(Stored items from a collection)
==============================

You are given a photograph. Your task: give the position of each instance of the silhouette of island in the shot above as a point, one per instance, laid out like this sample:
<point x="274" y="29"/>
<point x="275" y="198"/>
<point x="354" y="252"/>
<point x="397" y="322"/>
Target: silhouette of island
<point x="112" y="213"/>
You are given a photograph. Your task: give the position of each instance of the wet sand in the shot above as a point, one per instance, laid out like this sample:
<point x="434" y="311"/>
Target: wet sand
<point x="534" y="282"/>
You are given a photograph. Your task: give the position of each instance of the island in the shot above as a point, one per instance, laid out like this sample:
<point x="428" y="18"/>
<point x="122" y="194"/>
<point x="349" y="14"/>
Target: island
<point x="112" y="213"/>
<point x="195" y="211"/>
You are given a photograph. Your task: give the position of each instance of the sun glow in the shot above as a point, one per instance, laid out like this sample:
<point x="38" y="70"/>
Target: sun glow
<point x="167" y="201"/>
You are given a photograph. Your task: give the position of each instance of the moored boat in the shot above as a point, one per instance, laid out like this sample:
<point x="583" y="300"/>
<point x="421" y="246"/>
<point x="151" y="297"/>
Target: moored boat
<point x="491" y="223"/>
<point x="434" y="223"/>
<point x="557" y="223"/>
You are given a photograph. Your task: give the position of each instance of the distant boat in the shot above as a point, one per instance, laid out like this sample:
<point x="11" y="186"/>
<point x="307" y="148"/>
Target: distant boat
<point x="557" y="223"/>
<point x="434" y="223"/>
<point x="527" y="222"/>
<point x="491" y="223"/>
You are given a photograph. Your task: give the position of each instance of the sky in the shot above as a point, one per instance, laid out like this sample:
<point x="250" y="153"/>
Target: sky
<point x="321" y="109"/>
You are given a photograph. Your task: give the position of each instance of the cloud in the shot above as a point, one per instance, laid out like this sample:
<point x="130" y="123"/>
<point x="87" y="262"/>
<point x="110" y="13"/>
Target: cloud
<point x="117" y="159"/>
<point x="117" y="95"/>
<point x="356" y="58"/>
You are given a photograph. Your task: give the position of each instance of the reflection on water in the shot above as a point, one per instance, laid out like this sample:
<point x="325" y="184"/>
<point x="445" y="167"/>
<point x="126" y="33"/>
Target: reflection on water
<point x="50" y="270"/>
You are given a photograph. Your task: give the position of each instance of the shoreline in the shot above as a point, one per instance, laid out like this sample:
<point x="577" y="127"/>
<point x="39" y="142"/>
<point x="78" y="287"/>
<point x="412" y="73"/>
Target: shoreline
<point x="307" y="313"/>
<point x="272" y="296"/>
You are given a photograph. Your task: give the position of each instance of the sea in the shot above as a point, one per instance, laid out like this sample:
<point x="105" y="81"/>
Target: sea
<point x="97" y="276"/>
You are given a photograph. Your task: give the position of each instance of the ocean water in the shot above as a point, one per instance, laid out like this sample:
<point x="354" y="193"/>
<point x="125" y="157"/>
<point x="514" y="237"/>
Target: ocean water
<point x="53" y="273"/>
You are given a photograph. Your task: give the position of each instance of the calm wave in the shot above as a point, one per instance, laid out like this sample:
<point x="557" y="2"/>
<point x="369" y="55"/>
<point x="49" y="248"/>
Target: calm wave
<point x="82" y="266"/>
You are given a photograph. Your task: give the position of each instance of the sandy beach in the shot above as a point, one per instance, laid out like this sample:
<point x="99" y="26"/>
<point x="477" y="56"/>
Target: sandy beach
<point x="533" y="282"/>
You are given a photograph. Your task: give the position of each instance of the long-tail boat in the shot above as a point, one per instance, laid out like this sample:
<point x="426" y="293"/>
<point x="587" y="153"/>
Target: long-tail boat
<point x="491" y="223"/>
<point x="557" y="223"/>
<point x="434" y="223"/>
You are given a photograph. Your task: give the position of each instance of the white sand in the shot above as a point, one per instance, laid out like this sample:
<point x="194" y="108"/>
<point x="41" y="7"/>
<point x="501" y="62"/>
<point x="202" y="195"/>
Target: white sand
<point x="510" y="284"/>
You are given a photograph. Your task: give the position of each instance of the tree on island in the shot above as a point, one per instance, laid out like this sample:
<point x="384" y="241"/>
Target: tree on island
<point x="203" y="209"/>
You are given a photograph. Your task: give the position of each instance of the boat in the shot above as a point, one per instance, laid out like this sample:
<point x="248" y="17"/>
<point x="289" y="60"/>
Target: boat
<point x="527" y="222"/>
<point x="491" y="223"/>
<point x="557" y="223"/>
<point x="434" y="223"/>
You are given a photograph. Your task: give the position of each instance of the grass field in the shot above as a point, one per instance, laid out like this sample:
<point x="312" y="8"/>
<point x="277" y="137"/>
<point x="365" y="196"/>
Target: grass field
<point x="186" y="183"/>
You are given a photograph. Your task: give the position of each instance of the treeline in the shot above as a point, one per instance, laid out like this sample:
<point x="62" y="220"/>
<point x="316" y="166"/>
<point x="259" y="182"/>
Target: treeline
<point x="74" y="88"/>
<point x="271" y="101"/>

==============================

- [Problem requirements] Copy the lines above, please. Keep them exact.

- [Your response]
You are given a photograph. Your task: give the position of each instance of the silhouette of island in the shot above as a point, one per instance, laid out like this sample:
<point x="274" y="29"/>
<point x="275" y="198"/>
<point x="354" y="252"/>
<point x="397" y="322"/>
Target: silhouette of island
<point x="112" y="213"/>
You are given a photograph. Your task: give the position of each instance of the wet sand in the shot above as a point, one per instance, laid out like this sample:
<point x="434" y="311"/>
Target: wet sand
<point x="534" y="282"/>
You are given a photograph. Your task: give the position of each instance of the island in the shot above as a point, one per instance, laid out like this sample:
<point x="428" y="18"/>
<point x="122" y="194"/>
<point x="349" y="14"/>
Target: island
<point x="112" y="213"/>
<point x="195" y="211"/>
You are given a photograph. Your task: give the position of each instance of the sun glow in the shot above as a point, one per instance, laid out like this sample:
<point x="38" y="70"/>
Target: sun glow
<point x="167" y="201"/>
You are given a photograph. Your task: give the position of each instance of the moored boat in the shot above as a point, one per instance, laid out like this sample:
<point x="583" y="300"/>
<point x="421" y="246"/>
<point x="151" y="297"/>
Target: moored boat
<point x="491" y="223"/>
<point x="434" y="223"/>
<point x="557" y="223"/>
You are given a photograph. Your task: give the position of each instance of the distant boat in the shot above as a point, one per instance, laid out like this sample:
<point x="11" y="186"/>
<point x="307" y="148"/>
Target: distant boat
<point x="557" y="223"/>
<point x="434" y="223"/>
<point x="527" y="222"/>
<point x="491" y="223"/>
You are given a photograph. Your task: give the position of each instance of the sky in the shot above as a point, one per instance, laid out like this sample:
<point x="250" y="153"/>
Target: sky
<point x="321" y="109"/>
You are given a photograph. Your task: give the position of each instance of the cloud in the shot above as a point, one per instance, laid out like this sample:
<point x="130" y="123"/>
<point x="87" y="262"/>
<point x="110" y="13"/>
Target: cloud
<point x="117" y="159"/>
<point x="117" y="95"/>
<point x="356" y="58"/>
You are given a photograph. Your task: give the position of each instance of the reflection on water in the shot above as a point, one per instance, laid out like this sample:
<point x="325" y="184"/>
<point x="445" y="167"/>
<point x="126" y="33"/>
Target: reflection on water
<point x="50" y="270"/>
You are given a photograph. Your task: give the position of each instance of the shoreline in the shot above as a point, one per instance, laid out like this sample:
<point x="577" y="127"/>
<point x="39" y="142"/>
<point x="78" y="287"/>
<point x="412" y="73"/>
Target: shoreline
<point x="307" y="313"/>
<point x="272" y="296"/>
You are given a photograph. Your task: give the position of each instance of the sea in the shot above as a point, one per instance, laid out like this sample:
<point x="105" y="81"/>
Target: sea
<point x="97" y="276"/>
You are given a photograph. Your task: give the position of each instance of the ocean water in the shot above as a point, one per instance, laid out like this sample:
<point x="354" y="193"/>
<point x="125" y="157"/>
<point x="514" y="237"/>
Target: ocean water
<point x="53" y="273"/>
You are given a photograph. Your task: give the position of each instance of the calm wave in the shot above as a point, one per instance, laid out like this sample:
<point x="557" y="2"/>
<point x="369" y="55"/>
<point x="49" y="248"/>
Target: calm wave
<point x="82" y="266"/>
You are given a photograph. Your task: give the position of each instance of the sandy beach in the shot above as a point, one per instance, laid out like this sample:
<point x="99" y="26"/>
<point x="477" y="56"/>
Target: sandy beach
<point x="533" y="282"/>
You are given a photograph. Your task: give the position of each instance of the long-tail boat in the shot above as a point, one per instance, laid out like this sample:
<point x="426" y="293"/>
<point x="587" y="153"/>
Target: long-tail boat
<point x="491" y="223"/>
<point x="557" y="223"/>
<point x="434" y="223"/>
You are given a photograph. Your task: give the position of each instance of the white sand in the shot above as a point, one per instance, laid out like this sample:
<point x="194" y="108"/>
<point x="41" y="7"/>
<point x="501" y="62"/>
<point x="202" y="195"/>
Target: white sand
<point x="510" y="284"/>
You are given a photograph. Your task: give the position of each instance of the tree on island in the shot above as a point, one per instance, laid out like this sample:
<point x="384" y="241"/>
Target: tree on island
<point x="203" y="209"/>
You are given a photograph. Your task: give the position of each instance of the boat in the shot above as a point, one per instance, laid out like this sample:
<point x="248" y="17"/>
<point x="289" y="60"/>
Target: boat
<point x="527" y="222"/>
<point x="491" y="223"/>
<point x="557" y="223"/>
<point x="434" y="223"/>
You are given a photograph. Your task: give the position of each instance of the grass field in the shot above as a point, one per instance, laid out like this sample:
<point x="312" y="8"/>
<point x="277" y="137"/>
<point x="365" y="196"/>
Target: grass field
<point x="186" y="183"/>
You are given a photograph. Your task: give the position of each instance of the treeline in the shot above as a point, one per instance, laid out like this sample:
<point x="62" y="220"/>
<point x="316" y="166"/>
<point x="259" y="182"/>
Target: treeline
<point x="74" y="88"/>
<point x="271" y="101"/>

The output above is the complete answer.